__Do this__
Copy out, word for word, the lines in the entries below, starting at the line containing "of the street" and running through the final line of the entries, both ends included.

^^^^^^^^^^^^^^^^

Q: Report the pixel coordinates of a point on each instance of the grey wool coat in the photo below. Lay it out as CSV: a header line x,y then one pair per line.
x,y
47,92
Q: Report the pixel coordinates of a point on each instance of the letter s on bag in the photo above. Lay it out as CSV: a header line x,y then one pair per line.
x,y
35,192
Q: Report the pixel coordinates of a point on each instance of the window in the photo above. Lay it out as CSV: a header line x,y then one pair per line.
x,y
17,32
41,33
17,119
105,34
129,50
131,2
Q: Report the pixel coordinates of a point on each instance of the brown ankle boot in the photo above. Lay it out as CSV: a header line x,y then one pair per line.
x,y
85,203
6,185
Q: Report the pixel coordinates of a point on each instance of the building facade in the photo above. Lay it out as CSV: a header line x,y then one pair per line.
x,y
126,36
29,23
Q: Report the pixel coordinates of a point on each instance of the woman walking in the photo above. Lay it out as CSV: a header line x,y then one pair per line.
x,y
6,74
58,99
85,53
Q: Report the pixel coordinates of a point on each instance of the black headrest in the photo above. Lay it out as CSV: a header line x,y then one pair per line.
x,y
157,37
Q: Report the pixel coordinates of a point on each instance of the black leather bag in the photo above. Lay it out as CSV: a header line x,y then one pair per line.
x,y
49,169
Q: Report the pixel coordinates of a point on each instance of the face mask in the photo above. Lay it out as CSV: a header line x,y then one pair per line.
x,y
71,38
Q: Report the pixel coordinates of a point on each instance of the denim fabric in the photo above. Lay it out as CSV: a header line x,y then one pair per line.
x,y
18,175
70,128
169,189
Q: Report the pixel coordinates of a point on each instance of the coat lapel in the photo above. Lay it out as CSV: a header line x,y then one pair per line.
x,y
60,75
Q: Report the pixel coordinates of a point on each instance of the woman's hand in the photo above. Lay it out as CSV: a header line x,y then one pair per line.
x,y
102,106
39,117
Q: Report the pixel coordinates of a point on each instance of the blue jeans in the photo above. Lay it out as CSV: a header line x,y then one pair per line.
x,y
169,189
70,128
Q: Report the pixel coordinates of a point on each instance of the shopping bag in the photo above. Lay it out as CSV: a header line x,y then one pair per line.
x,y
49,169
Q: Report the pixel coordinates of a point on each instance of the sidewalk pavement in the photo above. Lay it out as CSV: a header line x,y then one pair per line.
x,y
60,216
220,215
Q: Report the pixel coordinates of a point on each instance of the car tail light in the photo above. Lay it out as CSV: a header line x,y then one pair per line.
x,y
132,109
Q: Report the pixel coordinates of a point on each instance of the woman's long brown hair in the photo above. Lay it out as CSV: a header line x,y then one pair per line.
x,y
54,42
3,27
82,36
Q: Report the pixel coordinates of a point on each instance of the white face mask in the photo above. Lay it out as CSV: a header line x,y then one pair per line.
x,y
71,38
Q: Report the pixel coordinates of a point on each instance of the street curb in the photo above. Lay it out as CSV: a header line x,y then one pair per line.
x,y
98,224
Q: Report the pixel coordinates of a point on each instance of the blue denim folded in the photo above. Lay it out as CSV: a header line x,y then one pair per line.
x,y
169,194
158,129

^^^^^^^^^^^^^^^^

__Response__
Q: Report the pixel coordinates of a point on each instance of the street curb in the photo above. Lay it out as CSV: a header line x,y then one pair per line.
x,y
98,224
Q: Report the pixel coordinates of a point on each instance of the blue denim folded in the photo above. Lay it out as CSV: a header line x,y then one pair per line.
x,y
169,194
158,129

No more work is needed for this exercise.